- Try it: Every line of the records below that holds the word "stone" should be copied out.

- The records:
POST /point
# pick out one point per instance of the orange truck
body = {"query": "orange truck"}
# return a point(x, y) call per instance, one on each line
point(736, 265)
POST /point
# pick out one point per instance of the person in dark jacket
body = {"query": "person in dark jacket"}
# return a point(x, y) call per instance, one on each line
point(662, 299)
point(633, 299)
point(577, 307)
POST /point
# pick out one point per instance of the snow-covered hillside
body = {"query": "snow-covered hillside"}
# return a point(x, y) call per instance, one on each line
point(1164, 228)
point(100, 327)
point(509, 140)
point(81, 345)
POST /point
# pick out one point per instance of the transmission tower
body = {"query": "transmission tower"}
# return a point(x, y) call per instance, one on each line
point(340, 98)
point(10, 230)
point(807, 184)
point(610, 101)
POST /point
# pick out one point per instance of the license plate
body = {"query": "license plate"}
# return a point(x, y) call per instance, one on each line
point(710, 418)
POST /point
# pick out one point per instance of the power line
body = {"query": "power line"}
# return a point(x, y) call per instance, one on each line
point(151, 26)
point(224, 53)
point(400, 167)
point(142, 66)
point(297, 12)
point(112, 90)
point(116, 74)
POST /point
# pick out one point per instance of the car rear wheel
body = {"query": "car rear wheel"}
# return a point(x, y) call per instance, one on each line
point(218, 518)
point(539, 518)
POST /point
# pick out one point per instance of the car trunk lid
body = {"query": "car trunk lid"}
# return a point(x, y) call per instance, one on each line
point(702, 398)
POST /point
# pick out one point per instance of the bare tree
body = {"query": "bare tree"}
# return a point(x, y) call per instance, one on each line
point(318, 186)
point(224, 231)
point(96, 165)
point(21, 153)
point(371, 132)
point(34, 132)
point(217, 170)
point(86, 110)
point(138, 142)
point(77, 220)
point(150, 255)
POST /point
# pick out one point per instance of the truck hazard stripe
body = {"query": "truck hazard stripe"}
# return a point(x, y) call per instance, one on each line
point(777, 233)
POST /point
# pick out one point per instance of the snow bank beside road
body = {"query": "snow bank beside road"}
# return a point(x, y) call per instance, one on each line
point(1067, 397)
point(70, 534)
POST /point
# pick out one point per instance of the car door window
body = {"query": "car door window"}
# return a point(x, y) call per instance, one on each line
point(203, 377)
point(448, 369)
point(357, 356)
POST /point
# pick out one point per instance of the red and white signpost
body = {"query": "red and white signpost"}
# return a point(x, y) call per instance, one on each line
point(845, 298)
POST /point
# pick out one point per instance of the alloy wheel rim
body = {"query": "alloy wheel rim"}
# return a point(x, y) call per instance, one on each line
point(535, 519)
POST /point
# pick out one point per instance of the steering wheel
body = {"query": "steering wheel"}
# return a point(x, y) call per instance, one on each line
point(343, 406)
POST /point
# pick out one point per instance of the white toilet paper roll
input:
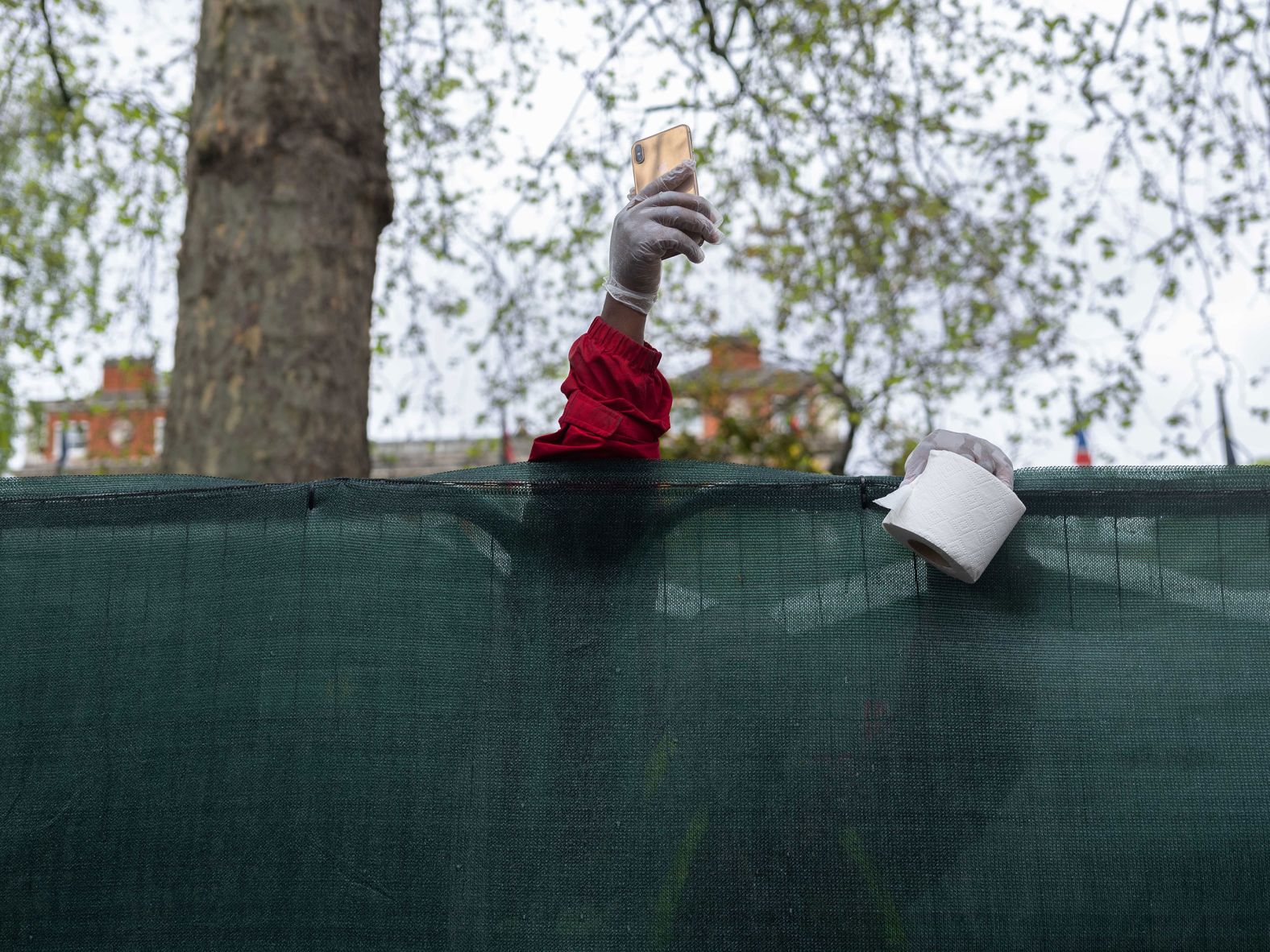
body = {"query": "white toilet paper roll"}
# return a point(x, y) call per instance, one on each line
point(955, 515)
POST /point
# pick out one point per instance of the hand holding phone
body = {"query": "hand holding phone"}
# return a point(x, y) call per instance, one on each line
point(661, 221)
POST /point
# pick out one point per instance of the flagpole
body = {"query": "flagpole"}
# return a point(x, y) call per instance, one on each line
point(1226, 425)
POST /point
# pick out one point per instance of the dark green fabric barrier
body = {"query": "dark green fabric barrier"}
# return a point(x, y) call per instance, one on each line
point(630, 707)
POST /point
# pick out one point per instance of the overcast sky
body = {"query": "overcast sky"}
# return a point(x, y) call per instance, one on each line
point(1243, 317)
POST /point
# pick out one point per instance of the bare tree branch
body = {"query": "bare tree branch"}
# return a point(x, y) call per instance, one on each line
point(50, 48)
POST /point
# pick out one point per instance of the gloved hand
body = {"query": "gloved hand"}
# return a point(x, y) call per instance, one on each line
point(657, 224)
point(977, 449)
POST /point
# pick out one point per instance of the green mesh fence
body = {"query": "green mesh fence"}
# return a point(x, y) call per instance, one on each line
point(630, 707)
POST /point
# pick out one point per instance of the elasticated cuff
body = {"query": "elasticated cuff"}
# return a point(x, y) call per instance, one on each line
point(641, 357)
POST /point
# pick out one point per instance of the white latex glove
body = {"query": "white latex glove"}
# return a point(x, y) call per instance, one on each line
point(657, 224)
point(977, 449)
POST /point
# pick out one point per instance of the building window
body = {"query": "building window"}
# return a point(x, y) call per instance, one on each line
point(121, 433)
point(77, 441)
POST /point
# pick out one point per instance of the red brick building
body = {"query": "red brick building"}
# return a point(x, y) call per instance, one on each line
point(117, 429)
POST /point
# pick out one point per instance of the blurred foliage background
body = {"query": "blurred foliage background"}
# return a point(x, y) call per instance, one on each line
point(922, 196)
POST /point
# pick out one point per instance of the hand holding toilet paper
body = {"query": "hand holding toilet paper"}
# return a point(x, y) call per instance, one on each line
point(957, 504)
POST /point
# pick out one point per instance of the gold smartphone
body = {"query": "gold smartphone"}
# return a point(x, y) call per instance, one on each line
point(661, 152)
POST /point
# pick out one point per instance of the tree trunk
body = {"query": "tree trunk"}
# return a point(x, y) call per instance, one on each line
point(838, 461)
point(288, 191)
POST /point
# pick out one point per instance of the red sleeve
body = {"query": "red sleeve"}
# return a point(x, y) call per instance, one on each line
point(617, 403)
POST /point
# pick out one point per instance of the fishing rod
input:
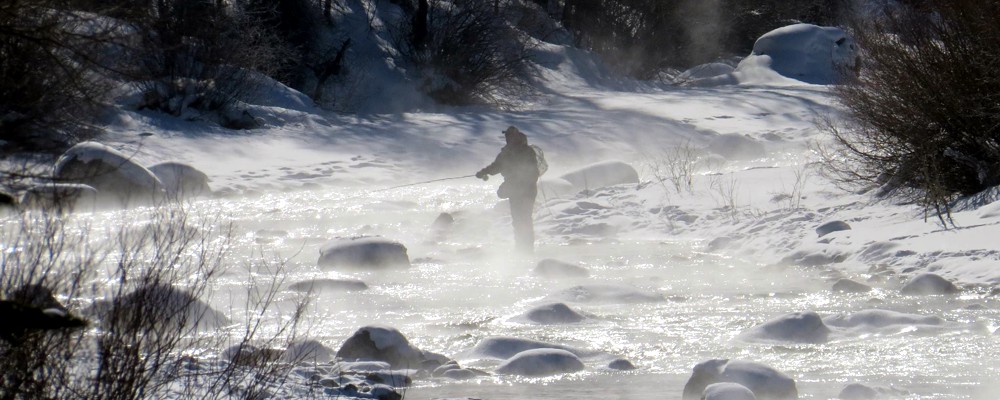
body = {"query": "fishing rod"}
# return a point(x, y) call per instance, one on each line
point(423, 183)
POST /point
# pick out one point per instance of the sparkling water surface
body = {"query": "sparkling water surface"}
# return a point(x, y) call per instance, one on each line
point(466, 285)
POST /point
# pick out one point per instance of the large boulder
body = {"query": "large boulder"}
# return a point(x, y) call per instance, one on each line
point(800, 327)
point(118, 178)
point(765, 382)
point(804, 52)
point(383, 343)
point(541, 362)
point(181, 180)
point(929, 284)
point(551, 314)
point(364, 253)
point(727, 391)
point(61, 197)
point(503, 347)
point(594, 176)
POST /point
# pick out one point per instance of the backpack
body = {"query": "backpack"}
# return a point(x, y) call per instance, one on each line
point(540, 160)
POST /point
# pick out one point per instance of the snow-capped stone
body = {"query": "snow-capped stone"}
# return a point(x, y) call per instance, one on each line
point(727, 391)
point(849, 286)
point(800, 327)
point(541, 362)
point(555, 313)
point(875, 319)
point(364, 253)
point(118, 178)
point(181, 180)
point(60, 196)
point(604, 294)
point(381, 343)
point(805, 52)
point(552, 268)
point(329, 285)
point(307, 351)
point(503, 347)
point(765, 382)
point(929, 284)
point(832, 226)
point(594, 176)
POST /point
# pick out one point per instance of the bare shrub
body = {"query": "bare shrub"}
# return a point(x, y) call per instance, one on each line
point(923, 116)
point(140, 284)
point(467, 54)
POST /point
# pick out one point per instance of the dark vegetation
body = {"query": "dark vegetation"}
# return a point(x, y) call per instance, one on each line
point(62, 61)
point(924, 122)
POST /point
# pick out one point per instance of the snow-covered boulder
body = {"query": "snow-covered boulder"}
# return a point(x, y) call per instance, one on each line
point(703, 71)
point(604, 294)
point(181, 180)
point(594, 176)
point(118, 178)
point(60, 196)
point(765, 382)
point(800, 327)
point(929, 284)
point(161, 304)
point(727, 391)
point(552, 268)
point(383, 343)
point(503, 347)
point(364, 253)
point(877, 319)
point(857, 391)
point(328, 285)
point(541, 362)
point(848, 286)
point(307, 351)
point(551, 314)
point(804, 52)
point(832, 226)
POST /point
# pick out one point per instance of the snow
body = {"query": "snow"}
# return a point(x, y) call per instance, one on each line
point(755, 193)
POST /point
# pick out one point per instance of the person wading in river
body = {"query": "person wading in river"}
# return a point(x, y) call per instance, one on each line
point(520, 164)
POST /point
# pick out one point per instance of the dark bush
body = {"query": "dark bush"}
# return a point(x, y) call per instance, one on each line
point(468, 53)
point(924, 115)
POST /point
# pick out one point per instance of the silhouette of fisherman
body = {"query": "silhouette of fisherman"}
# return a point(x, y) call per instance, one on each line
point(520, 164)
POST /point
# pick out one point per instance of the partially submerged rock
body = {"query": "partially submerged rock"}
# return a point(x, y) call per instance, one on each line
point(555, 313)
point(541, 362)
point(552, 268)
point(765, 382)
point(364, 253)
point(929, 284)
point(800, 327)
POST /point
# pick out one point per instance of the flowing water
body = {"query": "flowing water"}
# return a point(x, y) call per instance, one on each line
point(466, 285)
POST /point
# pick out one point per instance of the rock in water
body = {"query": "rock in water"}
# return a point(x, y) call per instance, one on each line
point(802, 327)
point(329, 285)
point(181, 180)
point(765, 382)
point(364, 253)
point(556, 313)
point(541, 362)
point(727, 391)
point(849, 286)
point(551, 268)
point(929, 284)
point(117, 177)
point(381, 343)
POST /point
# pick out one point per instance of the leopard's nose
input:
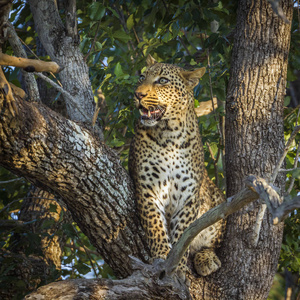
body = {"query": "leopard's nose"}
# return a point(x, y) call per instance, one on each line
point(139, 95)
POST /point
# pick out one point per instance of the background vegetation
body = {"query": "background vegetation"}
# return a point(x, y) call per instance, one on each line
point(115, 37)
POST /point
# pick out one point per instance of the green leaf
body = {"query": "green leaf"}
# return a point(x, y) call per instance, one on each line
point(121, 35)
point(130, 22)
point(83, 268)
point(118, 70)
point(53, 208)
point(96, 11)
point(296, 173)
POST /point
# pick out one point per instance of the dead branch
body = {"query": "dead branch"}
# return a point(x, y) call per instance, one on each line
point(144, 283)
point(286, 149)
point(9, 98)
point(29, 65)
point(215, 214)
point(159, 280)
point(206, 107)
point(272, 199)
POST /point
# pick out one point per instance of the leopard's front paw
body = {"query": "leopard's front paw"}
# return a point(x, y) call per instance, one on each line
point(206, 262)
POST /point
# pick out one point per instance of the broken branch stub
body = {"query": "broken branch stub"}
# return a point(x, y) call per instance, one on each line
point(29, 65)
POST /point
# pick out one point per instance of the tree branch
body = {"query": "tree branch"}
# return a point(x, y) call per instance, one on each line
point(29, 65)
point(57, 154)
point(159, 278)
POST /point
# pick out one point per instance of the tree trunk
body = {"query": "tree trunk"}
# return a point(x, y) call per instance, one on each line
point(254, 144)
point(57, 154)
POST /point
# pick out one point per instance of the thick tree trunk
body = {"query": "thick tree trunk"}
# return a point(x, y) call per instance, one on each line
point(254, 144)
point(57, 154)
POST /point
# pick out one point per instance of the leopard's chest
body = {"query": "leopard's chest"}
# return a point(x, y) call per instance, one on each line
point(169, 168)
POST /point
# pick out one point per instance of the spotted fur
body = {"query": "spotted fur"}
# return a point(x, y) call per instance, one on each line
point(167, 165)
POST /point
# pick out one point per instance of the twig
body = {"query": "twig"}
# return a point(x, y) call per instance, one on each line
point(215, 163)
point(11, 180)
point(286, 149)
point(295, 168)
point(257, 188)
point(93, 43)
point(272, 199)
point(215, 214)
point(288, 170)
point(86, 252)
point(259, 218)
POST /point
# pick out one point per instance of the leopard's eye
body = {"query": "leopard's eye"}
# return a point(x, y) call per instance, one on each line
point(142, 78)
point(163, 80)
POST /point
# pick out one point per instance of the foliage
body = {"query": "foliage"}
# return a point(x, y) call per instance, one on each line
point(115, 38)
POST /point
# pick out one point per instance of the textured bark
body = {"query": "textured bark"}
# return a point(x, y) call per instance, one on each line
point(254, 142)
point(64, 50)
point(57, 154)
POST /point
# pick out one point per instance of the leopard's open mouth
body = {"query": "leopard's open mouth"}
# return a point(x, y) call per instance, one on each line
point(153, 114)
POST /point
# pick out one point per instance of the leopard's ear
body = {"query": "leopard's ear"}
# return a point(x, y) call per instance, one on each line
point(150, 61)
point(192, 77)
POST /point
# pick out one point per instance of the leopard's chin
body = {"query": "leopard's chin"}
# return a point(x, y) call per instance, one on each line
point(152, 116)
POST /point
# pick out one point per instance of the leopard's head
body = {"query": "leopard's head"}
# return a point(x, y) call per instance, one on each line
point(164, 91)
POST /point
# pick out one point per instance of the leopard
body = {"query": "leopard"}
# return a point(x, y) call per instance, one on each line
point(166, 163)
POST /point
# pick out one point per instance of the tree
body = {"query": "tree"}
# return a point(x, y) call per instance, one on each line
point(68, 157)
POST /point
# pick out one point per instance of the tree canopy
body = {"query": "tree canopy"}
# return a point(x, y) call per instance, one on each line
point(115, 38)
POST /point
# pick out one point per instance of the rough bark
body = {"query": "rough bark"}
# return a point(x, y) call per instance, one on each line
point(58, 155)
point(64, 50)
point(254, 142)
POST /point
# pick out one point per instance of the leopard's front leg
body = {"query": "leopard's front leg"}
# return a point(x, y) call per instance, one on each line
point(154, 224)
point(180, 220)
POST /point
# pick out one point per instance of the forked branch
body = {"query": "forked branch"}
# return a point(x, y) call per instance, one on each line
point(158, 279)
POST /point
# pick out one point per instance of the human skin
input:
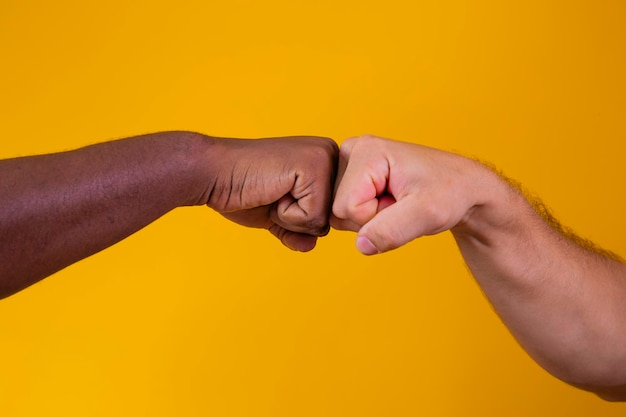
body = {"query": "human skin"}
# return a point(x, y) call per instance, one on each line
point(59, 208)
point(562, 299)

- Answer to this problem:
# pick out one point per instance of the snow-capped stone
body = {"query": "snow-capped stone"}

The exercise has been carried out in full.